| SOURCE |
- - -
Definition 1.4.2.1 - Induced Norm

The 2-norm of a matrix $A \in \mathbb{R}_{m \times n}$ is
\begin{equation*}
  ||A||_2 = \max_{\textbf{0} \neq \mathbf{x} \in \mathbf{R}^m} \frac{||A\mathbf{x}||}{||\mathbf{x}||} = \max_{\mathbf{x} \neq 0, ||\mathbf{x}|| = 1} ||A\mathbf{x}|| = \max_{\mathbf{x} \neq 0, ||\mathbf{x}|| = 1} \mathbf{x}^TA^TA\mathbf{x}
\end{equation*}


##### Theorem 1.4.2.2 - Rank of a SVD Matrix

Let $A \in \mathbb{R}^{m \times n}$ matrix with SVD
\begin{equation*}
  A = \sum_{j = 1}^r \sigma_j\mathbf{u}_j\mathbf{v}_j^T
\end{equation*}
For $k < r$, truncate the sum at the $k$-th term
\begin{equation*}
  A_k = \sum_{j = 1}^k \sigma_j\mathbf{u}_j\mathbf{v}_j^T
\end{equation*}
The rank of $A_k$ is $\text{rank}(A_k) = k$. By construction,
- the vectors $\{\mathbf{u}_j \ | \ j = 1, 2, \ldots, k\}$ are orthonormal
- since $\sigma_j > 0$ for $j = 1, 2, \ldots, k$, and the vectors $\{\mathbf{u}_j \ | \ j = 1, 2, \ldots, k\}$ are orthonormal, $\{\mathbf{u}_j \ | \ j = 1, 2, \ldots, k\}$ spans the column space of $A_k$.
- - -
| DATA ENTRIES |
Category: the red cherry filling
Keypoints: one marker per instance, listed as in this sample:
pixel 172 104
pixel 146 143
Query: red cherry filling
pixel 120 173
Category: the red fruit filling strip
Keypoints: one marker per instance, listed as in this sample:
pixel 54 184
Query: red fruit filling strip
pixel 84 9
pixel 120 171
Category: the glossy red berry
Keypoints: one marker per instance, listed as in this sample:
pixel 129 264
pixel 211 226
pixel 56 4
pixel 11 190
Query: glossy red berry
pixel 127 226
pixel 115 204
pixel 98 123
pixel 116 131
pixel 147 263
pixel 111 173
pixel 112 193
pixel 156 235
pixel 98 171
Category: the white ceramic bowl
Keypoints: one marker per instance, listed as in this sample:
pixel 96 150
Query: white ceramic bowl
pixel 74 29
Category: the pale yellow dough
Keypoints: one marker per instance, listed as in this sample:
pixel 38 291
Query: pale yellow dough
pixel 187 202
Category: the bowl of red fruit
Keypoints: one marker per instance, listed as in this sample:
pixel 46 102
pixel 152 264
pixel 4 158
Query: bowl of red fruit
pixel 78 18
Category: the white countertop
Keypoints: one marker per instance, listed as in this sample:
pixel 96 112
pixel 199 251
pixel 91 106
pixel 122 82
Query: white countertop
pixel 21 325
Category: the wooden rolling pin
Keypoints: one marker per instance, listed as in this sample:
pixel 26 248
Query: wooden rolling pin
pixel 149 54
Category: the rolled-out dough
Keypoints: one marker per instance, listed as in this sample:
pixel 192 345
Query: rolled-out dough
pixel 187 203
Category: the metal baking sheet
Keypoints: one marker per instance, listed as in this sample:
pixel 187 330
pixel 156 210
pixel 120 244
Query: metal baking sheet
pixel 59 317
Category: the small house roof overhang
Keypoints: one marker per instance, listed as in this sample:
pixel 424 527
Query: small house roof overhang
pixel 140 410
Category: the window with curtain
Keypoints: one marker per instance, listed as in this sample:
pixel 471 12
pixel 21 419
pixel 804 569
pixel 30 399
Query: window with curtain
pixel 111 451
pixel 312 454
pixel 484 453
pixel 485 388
- - -
| DIRECTIONS |
A) According to the notes on matrix norms and the SVD, what is the rank of the truncated sum A_k?
B) Carry on with the notes on matrix norms and the SVD from the point where they stop.

| RESPONSES |
A) The rank of A_k is k.

B)
##### Lemma 1.4.2.3 - Matrix Norms and Singular Values

Let $A \in \mathbb{R}^{m \times n}$ be a matrix with SVD
\begin{equation*}
  A = \sum_{j = 1}^r \sigma_j\mathbf{u}_j\mathbf{v}_j^T
\end{equation*}
where $\sigma_1 \geq \sigma_2 \geq \cdots \geq \sigma_r > 0$ and let $A_k$ be the truncation
\begin{equation*}
  A_k = \sum_{j = 1}^k \sigma_j\mathbf{u}_j\mathbf{v}_j^T
\end{equation*}
Then,
\begin{equation*}
  ||A - A_k||_2^2 = \sigma_{k + 1}^2
\end{equation*}

##### Theorem 1.4.2.4 - Eckart-Young-Mirsky Theorem (Low-Pank Approximation in the Induced Norm)

Let $A \in \mathbb{R}^{m \times n}$ be a matrix with SVD
\begin{equation*}
  A = \sum_{j = 1}^r \sigma_j\mathbf{u}_j\mathbf{v}_j^T
\end{equation*}
Let $A_k$ be the truncation
\begin{equation*}
  A_k = \sum_{j = 1}^k \sigma_j\mathbf{u}_j\mathbf{v}_j^T
\end{equation*}
with $k < r$. Then, for any matrix $B \in \mathbb{R}^{m \times n}$ of rank at most $k$,
\begin{equation*}
  ||A - A_k|_2 \leq ||A - B||_2
\end{equation*}

### **1.4.3 - Principal Component Analysis**

##### Definition 1.4.3.1 - Sample Mean The Mean-Deviation Matrix

Let $[\mathbf{X}_1, \mathbf{X}_2, \ldots, \mathbf{X}_n]$ be a $p \times N$ matrix of observation. Then, the sample mean $M$ of the observation vectors $\mathbf{X}_1, \mathbf{X}_2, \ldots, \mathbf{X}_n$ is
\begin{equation*}
  \mathbf{M} = \frac{1}{N}(\mathbf{X}_1 + \mathbf{X}_2 + \ldots + \mathbf{X}_n)
\end{equation*}
Let the mean-deviation matrix $B$ be
\begin{equation*}
  B = [\hat{\mathbf{X}}_1, \hat{\mathbf{X}}_2, \ldots, \hat{\mathbf{X}}_n]
\end{equation*}
where $\hat{\mathbf{X}}_k = \mathbf{X}_k - \mathbf{M}$ for all $k = 1, 2, \ldots, N$. The mean-deviation matrix $B$ has a sample mean of zero.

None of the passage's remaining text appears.